#### EXERCICE
Recopiez sans aucune modification le passage des entrées ci-dessous qui va de la ligne contenant « landscaped mound in the photo above. » jusqu'à la fin des entrées, les deux bornes incluses.

(Entrées de données)
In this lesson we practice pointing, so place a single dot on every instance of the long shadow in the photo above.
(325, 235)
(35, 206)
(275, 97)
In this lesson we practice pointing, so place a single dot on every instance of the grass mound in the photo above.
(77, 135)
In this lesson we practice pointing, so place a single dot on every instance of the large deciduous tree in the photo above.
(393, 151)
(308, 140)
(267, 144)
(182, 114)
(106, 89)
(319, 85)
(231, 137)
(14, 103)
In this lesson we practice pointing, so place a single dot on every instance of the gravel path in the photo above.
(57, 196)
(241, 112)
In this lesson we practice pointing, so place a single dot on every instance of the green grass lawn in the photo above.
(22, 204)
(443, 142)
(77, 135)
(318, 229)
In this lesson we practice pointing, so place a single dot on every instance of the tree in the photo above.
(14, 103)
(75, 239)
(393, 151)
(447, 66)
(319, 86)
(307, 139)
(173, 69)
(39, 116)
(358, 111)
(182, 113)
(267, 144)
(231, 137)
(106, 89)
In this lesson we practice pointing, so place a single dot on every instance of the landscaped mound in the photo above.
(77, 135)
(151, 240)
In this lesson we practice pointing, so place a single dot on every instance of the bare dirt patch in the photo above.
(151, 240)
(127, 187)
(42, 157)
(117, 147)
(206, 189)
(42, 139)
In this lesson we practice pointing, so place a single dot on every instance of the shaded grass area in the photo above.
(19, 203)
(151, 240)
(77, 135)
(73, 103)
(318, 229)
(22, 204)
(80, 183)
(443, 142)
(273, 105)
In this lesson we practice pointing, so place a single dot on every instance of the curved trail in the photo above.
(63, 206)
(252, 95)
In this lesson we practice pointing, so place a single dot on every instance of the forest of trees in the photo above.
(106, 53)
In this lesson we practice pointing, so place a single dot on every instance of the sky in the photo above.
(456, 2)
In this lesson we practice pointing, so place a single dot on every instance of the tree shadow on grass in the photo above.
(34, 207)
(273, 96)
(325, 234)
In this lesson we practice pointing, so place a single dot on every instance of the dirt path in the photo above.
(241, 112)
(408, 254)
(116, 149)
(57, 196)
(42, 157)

#### RÉPONSE ATTENDUE
In this lesson we practice pointing, so place a single dot on every instance of the landscaped mound in the photo above.
(77, 135)
(151, 240)
In this lesson we practice pointing, so place a single dot on every instance of the bare dirt patch in the photo above.
(151, 240)
(127, 187)
(42, 157)
(117, 147)
(206, 189)
(42, 139)
In this lesson we practice pointing, so place a single dot on every instance of the shaded grass area in the photo above.
(19, 203)
(151, 240)
(77, 135)
(73, 103)
(318, 229)
(22, 204)
(80, 183)
(443, 142)
(273, 105)
In this lesson we practice pointing, so place a single dot on every instance of the curved trail in the photo above.
(63, 206)
(252, 95)
In this lesson we practice pointing, so place a single dot on every instance of the forest of trees in the photo above.
(106, 53)
In this lesson we practice pointing, so place a single dot on every instance of the sky in the photo above.
(456, 2)
In this lesson we practice pointing, so place a single dot on every instance of the tree shadow on grass in the photo above.
(34, 207)
(273, 96)
(325, 234)
In this lesson we practice pointing, so place a single dot on every instance of the dirt path in the photo above.
(241, 112)
(408, 254)
(116, 149)
(57, 196)
(42, 157)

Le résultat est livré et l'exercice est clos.